● **What is required**
Copy nothing but the text: reproduce each line of the listing exactly and leave the pictures out.

• • • • •

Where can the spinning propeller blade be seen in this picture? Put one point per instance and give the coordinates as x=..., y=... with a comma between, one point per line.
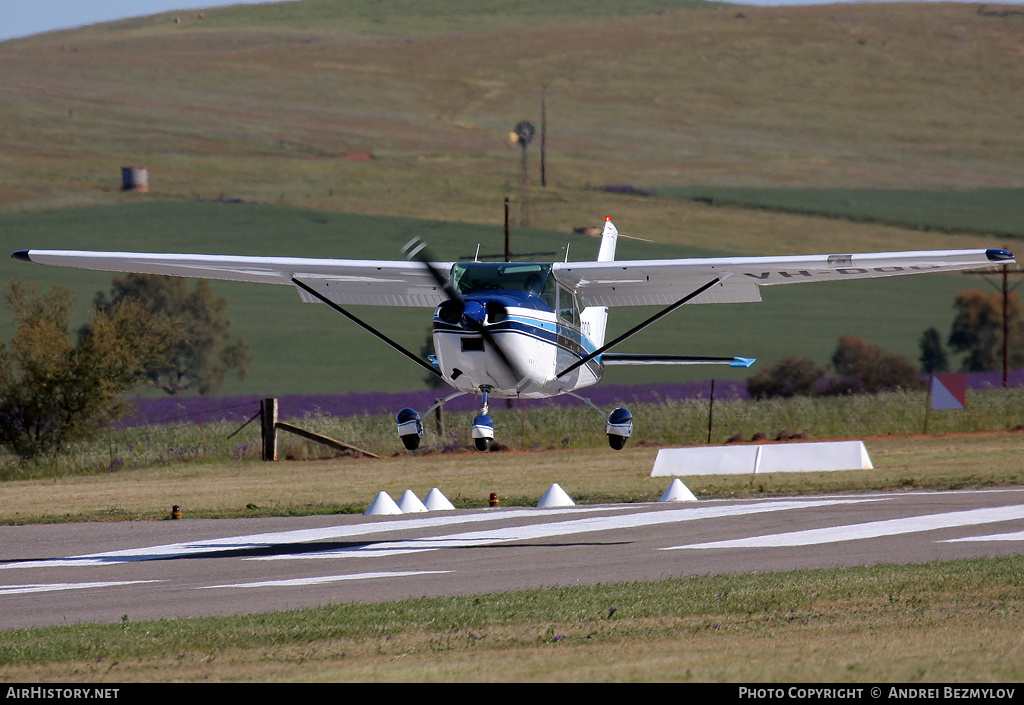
x=416, y=249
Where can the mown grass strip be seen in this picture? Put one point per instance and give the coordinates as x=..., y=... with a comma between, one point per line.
x=941, y=621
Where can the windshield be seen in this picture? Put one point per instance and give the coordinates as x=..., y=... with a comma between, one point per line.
x=530, y=278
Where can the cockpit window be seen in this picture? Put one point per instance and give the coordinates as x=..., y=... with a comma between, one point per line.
x=528, y=278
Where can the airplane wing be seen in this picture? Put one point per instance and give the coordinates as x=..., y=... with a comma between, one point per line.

• • • • •

● **Completed exercise**
Where can the spinning propeller blade be seen in this picture? Put one point per instance and give the coordinates as x=..., y=... with a comma between, one point per line.
x=416, y=249
Where can the mown grass strip be seen in this picture? Put one point per instance and give the coordinates as x=..., y=... with a comma between, one point per line.
x=941, y=621
Where can the windshield be seen in this picture? Put one point per instance and give the coordinates as x=..., y=... with a comma between, one point per line.
x=530, y=278
Where can the cockpit window be seen in this picture? Put one point per instance and give the coordinates as x=..., y=... with a comma between, one point per line.
x=528, y=278
Where can the airplane wing be seen in this picture? Put one point per instance and give the coordinates as x=..., y=... with a comma between, one point per line.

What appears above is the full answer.